[Point placement records]
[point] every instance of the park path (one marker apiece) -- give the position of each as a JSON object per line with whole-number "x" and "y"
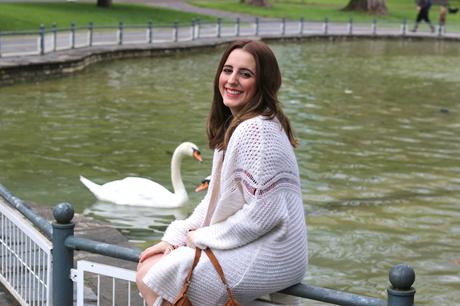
{"x": 185, "y": 7}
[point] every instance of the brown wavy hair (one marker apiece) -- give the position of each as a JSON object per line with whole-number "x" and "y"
{"x": 221, "y": 123}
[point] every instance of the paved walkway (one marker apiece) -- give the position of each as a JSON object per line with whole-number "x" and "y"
{"x": 185, "y": 7}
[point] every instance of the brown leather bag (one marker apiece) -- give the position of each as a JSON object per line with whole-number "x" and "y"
{"x": 183, "y": 300}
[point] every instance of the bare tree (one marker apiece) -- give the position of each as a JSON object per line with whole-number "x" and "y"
{"x": 262, "y": 3}
{"x": 377, "y": 7}
{"x": 104, "y": 3}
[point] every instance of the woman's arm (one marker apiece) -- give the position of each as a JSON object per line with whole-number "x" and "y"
{"x": 176, "y": 233}
{"x": 248, "y": 224}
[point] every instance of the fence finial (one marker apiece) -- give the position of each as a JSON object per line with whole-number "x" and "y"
{"x": 401, "y": 292}
{"x": 63, "y": 213}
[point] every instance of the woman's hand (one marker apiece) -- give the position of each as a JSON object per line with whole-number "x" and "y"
{"x": 161, "y": 247}
{"x": 190, "y": 242}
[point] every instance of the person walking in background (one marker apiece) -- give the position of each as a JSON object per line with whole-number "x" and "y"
{"x": 423, "y": 10}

What this task involves ▸ Rewrite the lines running from the one that contains "[point] every instance of the person" through the end of the records, inclusive, substituting "in the distance" for "walking in background" and keeping all other text unchanged.

The result ▸
[point] every instance of the person in the distance (one marker apiece) -- give the position of each as a JSON object per line with whole-number "x" and "y"
{"x": 423, "y": 10}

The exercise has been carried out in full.